--- START ---

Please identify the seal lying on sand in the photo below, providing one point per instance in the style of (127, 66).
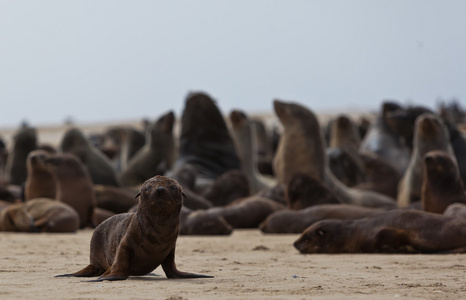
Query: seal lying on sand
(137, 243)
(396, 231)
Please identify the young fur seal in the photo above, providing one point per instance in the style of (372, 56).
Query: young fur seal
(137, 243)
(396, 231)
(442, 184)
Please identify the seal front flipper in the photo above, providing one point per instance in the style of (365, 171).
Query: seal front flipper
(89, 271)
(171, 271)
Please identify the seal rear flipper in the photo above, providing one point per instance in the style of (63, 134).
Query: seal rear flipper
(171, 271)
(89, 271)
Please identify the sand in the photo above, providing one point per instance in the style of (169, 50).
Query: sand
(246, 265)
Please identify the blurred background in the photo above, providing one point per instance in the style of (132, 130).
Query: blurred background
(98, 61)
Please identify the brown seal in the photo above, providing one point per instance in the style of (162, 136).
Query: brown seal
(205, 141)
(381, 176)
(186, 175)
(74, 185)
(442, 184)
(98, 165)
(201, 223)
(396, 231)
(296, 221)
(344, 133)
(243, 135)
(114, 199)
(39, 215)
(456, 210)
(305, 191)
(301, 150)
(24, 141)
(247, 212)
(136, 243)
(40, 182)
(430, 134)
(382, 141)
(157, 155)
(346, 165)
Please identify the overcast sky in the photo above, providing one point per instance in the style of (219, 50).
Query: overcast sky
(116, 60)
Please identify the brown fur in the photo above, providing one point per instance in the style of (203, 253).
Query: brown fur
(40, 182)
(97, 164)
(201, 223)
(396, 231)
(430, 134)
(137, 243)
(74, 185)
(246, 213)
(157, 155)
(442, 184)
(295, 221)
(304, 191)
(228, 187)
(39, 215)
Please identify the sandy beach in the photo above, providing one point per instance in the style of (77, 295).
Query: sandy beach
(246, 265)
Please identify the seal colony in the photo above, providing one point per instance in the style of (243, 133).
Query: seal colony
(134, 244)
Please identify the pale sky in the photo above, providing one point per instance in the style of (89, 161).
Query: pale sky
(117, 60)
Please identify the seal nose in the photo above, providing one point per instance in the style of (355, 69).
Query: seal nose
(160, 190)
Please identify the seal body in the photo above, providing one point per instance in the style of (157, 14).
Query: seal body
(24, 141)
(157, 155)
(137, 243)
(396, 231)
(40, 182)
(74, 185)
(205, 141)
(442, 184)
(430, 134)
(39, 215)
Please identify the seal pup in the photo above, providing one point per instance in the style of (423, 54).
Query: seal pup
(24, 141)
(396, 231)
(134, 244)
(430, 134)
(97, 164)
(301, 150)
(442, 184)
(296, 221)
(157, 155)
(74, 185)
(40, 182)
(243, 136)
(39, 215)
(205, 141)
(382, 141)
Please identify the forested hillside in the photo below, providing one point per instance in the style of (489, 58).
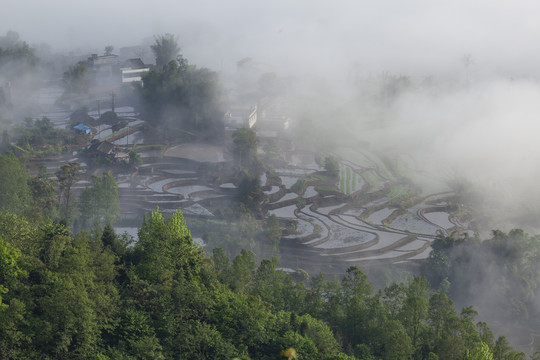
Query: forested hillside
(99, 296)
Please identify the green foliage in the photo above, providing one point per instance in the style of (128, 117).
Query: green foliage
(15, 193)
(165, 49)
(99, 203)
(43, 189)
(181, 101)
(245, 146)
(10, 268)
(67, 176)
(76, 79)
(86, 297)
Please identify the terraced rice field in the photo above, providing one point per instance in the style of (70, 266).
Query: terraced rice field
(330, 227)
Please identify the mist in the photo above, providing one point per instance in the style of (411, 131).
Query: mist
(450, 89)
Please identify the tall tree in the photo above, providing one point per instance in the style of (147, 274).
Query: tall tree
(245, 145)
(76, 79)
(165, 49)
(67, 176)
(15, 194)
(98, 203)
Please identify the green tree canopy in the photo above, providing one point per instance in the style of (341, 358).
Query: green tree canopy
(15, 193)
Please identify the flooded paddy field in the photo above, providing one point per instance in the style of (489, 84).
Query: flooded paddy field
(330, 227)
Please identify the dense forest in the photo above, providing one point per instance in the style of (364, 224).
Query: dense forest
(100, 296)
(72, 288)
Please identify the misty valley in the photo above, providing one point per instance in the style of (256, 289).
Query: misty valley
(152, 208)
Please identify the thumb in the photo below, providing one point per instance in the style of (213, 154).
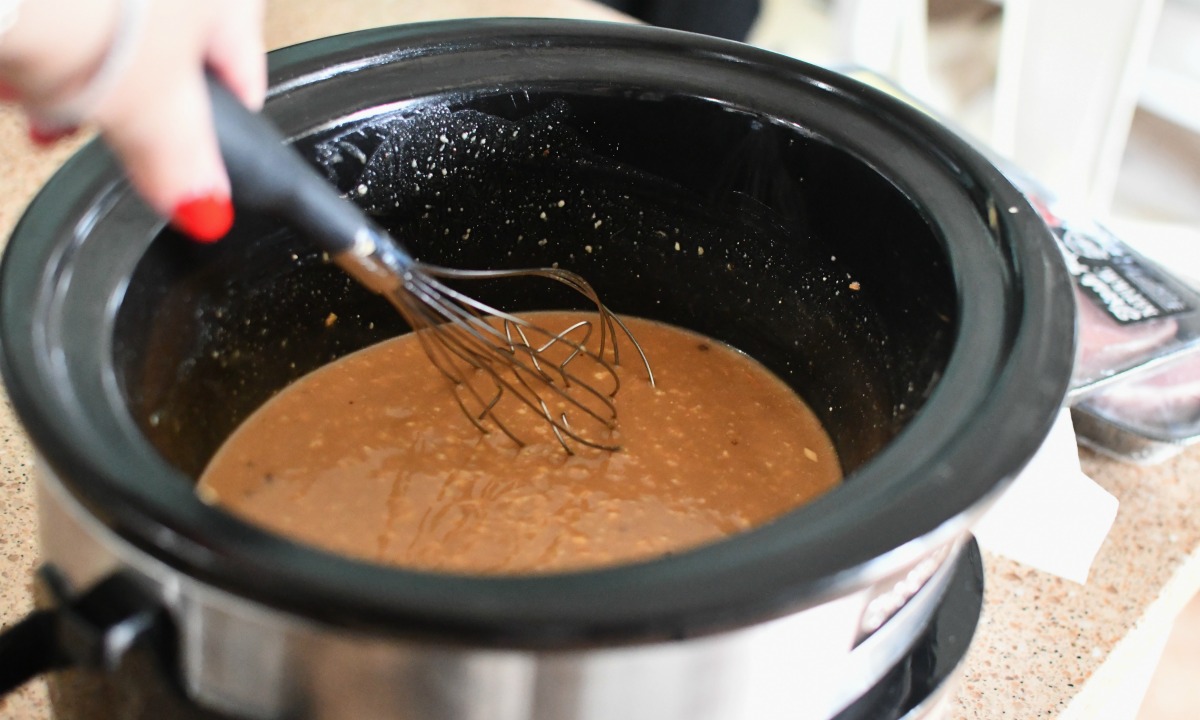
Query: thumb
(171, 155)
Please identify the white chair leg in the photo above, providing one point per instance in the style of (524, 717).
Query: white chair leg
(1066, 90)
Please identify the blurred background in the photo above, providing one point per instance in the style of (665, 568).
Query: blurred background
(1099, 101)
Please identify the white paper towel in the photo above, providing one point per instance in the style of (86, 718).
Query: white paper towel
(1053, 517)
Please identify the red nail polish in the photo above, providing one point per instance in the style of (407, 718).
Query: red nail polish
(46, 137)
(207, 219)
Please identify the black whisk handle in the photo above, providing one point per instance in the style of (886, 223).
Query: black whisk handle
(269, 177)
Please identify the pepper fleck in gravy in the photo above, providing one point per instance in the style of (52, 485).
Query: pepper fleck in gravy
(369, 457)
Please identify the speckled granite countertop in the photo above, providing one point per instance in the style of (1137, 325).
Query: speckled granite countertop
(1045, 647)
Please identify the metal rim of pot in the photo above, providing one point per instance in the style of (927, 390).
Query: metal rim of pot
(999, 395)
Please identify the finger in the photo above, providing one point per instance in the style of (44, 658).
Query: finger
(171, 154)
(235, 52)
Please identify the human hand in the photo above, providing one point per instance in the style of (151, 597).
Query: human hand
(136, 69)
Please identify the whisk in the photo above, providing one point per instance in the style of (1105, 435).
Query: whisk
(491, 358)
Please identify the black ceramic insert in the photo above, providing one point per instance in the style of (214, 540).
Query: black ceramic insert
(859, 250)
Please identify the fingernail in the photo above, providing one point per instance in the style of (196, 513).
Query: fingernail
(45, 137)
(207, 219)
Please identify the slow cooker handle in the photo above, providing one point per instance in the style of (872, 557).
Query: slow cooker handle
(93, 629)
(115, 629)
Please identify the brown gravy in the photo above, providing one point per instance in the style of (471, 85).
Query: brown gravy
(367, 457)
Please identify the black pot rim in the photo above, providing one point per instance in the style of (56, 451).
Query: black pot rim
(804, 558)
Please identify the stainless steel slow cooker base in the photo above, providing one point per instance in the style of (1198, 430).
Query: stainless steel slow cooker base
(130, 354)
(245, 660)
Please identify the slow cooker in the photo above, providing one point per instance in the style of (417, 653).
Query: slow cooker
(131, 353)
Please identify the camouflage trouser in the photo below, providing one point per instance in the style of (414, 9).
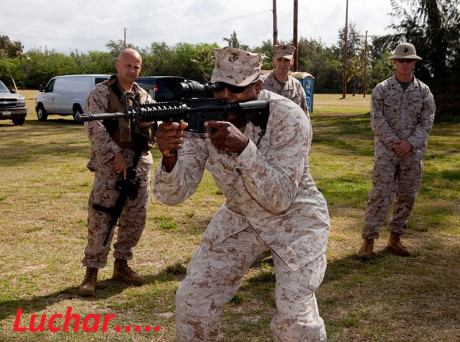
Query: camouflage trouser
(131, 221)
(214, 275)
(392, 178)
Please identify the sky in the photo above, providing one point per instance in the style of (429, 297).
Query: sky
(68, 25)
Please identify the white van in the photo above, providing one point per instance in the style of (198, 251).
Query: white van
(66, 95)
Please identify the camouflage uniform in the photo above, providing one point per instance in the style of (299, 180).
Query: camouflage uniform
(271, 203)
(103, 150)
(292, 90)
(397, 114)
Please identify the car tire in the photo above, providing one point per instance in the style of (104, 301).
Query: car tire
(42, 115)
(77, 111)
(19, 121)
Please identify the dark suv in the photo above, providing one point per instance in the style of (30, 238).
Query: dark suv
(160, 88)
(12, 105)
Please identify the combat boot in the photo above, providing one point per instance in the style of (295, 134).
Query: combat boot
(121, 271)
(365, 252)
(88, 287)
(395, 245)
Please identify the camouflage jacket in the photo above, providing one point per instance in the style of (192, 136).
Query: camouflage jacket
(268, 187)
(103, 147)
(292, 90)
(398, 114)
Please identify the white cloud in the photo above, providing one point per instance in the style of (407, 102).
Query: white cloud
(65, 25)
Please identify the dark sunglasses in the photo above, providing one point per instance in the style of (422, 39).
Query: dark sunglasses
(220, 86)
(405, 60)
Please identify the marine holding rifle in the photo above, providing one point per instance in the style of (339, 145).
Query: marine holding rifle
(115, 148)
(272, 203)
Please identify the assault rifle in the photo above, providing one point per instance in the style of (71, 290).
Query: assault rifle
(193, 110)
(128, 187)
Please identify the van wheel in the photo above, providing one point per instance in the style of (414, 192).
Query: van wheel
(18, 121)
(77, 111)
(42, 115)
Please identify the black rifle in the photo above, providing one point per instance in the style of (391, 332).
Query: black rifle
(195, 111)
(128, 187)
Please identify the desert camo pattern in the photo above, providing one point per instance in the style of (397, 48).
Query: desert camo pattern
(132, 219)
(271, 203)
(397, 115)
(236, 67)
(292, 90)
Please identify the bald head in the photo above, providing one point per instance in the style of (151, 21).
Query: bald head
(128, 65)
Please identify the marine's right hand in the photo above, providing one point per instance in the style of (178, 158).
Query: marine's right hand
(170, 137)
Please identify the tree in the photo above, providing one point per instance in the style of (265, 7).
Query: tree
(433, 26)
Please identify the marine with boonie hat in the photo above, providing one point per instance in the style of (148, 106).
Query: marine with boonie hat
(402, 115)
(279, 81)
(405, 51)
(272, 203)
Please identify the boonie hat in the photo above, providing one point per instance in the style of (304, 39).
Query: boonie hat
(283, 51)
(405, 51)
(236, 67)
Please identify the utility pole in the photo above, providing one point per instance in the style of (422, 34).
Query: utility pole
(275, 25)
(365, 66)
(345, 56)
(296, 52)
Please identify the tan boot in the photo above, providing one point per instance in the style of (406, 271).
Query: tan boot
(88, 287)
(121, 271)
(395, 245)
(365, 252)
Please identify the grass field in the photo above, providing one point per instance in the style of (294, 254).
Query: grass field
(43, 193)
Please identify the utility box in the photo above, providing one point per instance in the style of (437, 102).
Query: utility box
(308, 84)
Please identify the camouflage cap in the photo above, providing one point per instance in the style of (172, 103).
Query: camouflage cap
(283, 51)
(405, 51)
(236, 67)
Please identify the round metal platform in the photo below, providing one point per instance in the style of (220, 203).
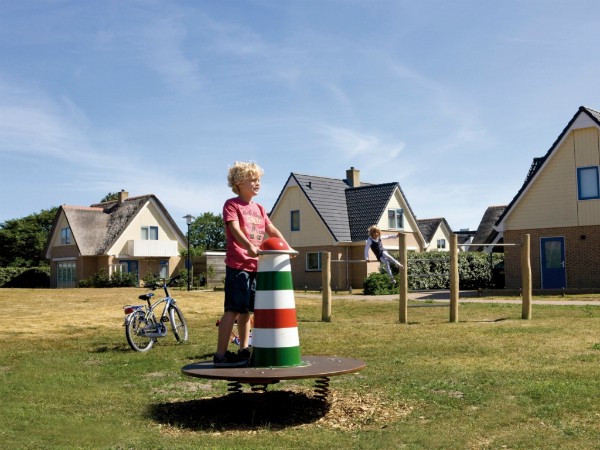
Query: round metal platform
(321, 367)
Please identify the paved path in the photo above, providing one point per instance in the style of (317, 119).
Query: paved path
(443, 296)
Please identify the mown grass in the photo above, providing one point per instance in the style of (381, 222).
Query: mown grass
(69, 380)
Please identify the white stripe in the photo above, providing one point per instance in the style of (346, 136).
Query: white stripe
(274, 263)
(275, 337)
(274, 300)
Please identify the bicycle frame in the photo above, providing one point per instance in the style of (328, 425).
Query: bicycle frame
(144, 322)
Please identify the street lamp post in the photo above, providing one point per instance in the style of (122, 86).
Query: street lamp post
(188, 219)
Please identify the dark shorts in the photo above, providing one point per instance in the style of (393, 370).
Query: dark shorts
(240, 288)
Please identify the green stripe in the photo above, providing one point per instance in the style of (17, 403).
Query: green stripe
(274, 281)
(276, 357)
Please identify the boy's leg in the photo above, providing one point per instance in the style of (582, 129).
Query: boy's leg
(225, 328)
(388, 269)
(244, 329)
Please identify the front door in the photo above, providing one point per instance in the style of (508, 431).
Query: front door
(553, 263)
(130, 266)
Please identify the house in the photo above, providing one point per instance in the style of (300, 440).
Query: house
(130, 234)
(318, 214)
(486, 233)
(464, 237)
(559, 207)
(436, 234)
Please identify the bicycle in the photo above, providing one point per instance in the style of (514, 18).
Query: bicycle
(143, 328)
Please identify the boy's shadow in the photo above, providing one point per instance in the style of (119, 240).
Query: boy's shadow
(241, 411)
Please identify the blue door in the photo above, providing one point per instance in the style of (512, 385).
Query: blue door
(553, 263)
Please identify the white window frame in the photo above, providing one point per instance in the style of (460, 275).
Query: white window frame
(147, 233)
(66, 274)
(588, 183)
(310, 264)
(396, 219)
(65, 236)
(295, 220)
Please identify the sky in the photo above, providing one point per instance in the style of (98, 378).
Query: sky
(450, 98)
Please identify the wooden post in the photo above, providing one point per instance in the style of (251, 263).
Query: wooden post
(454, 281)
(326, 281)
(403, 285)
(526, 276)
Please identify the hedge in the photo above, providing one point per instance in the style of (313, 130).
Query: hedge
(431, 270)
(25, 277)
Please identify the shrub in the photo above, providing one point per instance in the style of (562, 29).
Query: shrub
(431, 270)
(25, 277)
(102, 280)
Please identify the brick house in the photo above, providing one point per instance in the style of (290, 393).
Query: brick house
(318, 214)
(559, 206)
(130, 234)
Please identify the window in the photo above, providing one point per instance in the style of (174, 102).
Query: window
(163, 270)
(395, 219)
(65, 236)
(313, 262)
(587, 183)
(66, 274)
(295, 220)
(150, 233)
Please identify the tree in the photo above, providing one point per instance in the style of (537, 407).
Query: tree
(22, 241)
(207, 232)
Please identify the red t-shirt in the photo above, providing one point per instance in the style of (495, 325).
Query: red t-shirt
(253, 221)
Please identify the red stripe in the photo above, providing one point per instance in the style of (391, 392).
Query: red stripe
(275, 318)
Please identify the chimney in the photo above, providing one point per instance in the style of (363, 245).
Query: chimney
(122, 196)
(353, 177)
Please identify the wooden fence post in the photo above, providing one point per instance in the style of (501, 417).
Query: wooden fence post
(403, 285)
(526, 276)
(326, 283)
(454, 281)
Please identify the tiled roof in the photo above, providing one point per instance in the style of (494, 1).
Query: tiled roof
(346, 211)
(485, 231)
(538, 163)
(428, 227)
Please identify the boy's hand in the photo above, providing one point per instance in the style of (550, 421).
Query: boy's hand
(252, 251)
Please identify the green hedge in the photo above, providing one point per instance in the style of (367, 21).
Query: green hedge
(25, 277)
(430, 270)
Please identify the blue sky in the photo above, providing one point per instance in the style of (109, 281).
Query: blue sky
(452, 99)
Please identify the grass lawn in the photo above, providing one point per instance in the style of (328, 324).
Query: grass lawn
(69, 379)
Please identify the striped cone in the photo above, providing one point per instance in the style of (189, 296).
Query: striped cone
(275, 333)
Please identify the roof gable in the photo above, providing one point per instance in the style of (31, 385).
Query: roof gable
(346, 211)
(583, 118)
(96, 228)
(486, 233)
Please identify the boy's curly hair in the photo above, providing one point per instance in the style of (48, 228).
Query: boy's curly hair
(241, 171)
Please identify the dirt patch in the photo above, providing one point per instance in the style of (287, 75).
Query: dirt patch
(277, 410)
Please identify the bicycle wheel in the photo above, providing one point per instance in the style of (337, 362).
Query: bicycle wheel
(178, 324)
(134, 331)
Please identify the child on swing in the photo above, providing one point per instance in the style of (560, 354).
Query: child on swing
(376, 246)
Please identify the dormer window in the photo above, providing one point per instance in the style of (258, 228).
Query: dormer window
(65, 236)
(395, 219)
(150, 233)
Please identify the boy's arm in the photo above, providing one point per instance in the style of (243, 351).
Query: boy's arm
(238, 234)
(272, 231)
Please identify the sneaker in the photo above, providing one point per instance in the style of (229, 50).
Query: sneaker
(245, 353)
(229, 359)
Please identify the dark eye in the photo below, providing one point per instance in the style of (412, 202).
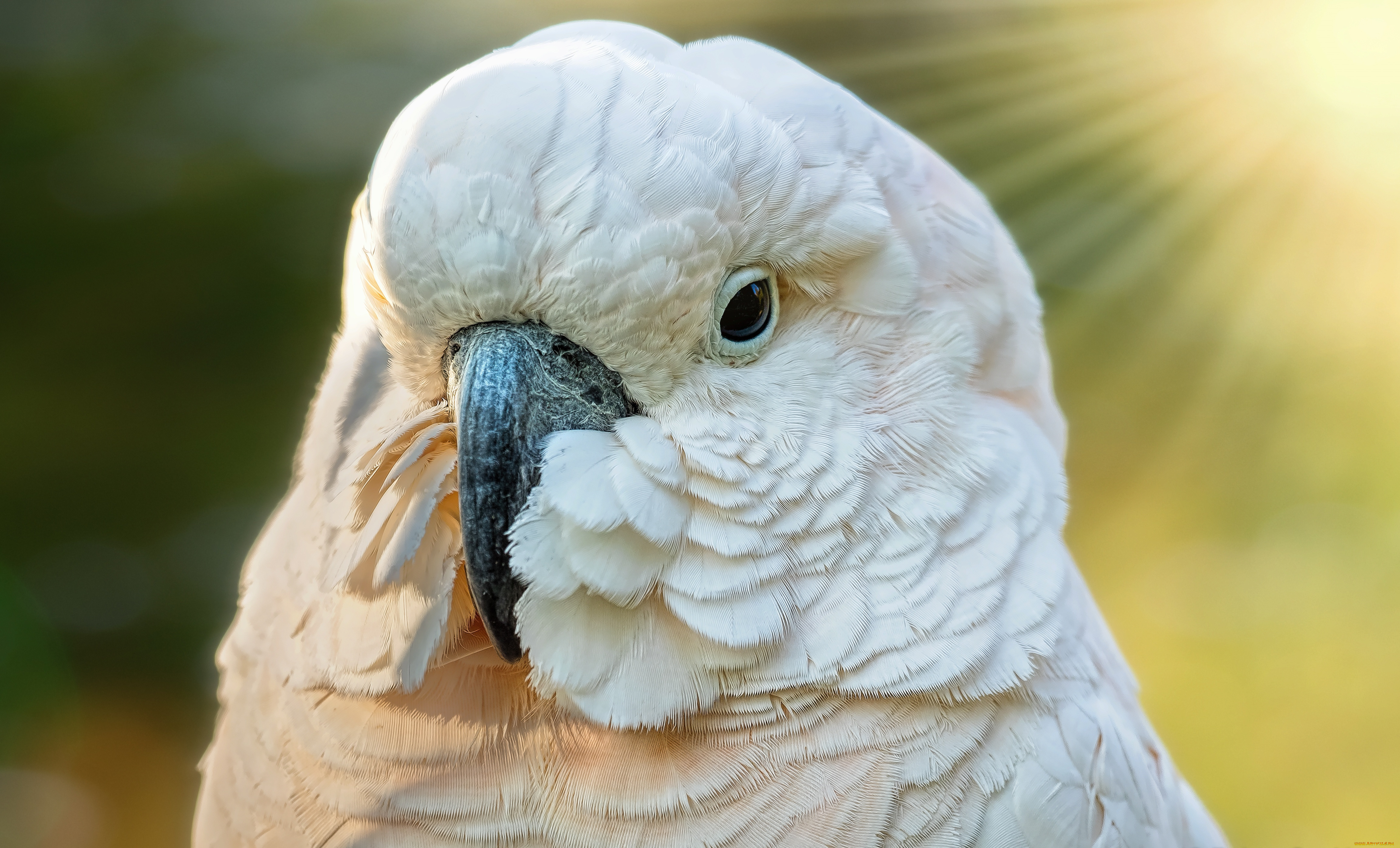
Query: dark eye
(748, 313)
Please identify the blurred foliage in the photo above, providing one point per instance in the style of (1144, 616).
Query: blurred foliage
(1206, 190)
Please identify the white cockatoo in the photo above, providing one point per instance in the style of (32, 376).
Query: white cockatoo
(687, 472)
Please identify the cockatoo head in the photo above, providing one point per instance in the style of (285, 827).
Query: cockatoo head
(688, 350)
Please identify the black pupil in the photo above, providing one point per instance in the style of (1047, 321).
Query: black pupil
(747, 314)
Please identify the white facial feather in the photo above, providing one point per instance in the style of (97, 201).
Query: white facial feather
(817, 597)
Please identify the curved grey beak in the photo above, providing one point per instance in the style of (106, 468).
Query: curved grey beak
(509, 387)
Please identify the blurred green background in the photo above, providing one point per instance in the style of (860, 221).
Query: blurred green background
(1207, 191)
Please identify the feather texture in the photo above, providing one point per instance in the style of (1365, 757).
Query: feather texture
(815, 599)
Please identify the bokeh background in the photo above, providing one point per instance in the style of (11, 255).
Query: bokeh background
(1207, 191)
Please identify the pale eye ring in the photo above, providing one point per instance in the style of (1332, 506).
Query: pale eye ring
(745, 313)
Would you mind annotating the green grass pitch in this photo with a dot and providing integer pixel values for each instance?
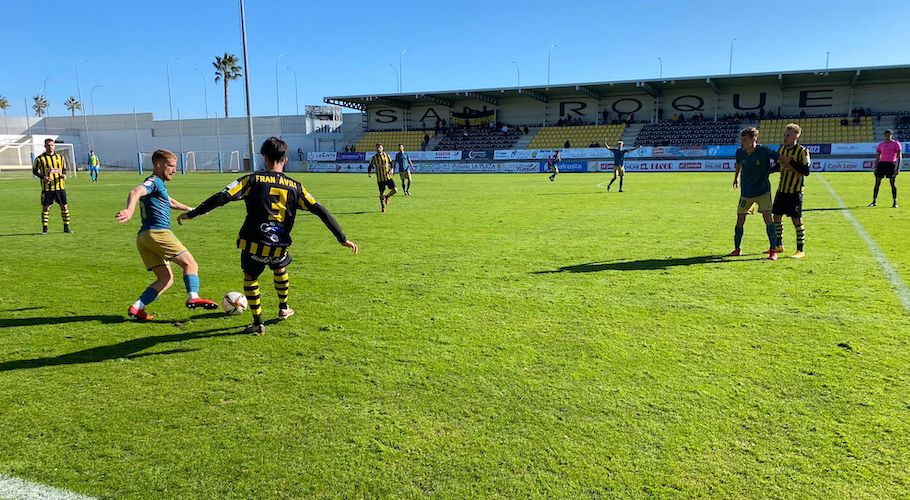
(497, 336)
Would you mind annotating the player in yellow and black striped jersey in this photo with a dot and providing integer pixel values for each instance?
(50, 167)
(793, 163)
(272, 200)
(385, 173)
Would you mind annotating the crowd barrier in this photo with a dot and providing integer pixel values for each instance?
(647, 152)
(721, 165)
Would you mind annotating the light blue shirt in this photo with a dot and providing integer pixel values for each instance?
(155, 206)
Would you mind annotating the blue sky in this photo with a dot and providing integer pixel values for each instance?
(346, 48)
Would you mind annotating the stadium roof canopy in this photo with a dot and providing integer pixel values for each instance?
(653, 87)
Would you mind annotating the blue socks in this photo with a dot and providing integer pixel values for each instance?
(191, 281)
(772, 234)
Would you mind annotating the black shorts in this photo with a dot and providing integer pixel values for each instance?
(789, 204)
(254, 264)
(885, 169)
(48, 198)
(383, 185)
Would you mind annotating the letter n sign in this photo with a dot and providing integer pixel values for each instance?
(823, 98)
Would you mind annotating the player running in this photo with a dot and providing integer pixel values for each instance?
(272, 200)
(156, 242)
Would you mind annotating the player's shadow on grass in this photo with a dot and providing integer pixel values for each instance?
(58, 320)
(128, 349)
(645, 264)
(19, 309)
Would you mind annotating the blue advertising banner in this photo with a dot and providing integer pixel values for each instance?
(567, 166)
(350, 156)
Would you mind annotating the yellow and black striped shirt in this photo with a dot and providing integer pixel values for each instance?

--- END ---

## WORK REQUEST
Wherever the word "below" appears in a line of the data, copy that line.

## ANSWER SECTION
Please identify the seal lying on sand in the photo below, providing one point per instance in the style of (127, 66).
Please identify the forested hillside in the photo below, providing one point per instance in the style of (489, 58).
Please identify the thumb in the photo below, providing one point per instance in the style of (213, 154).
Please identify the camouflage trouser in the photo below, providing one point per instance in the style of (414, 9).
Please identify the round metal platform in the photo below, providing one point per instance in the style of (220, 203).
Please identify the dark eye in the photo below, providing one point per instance in the style of (412, 202).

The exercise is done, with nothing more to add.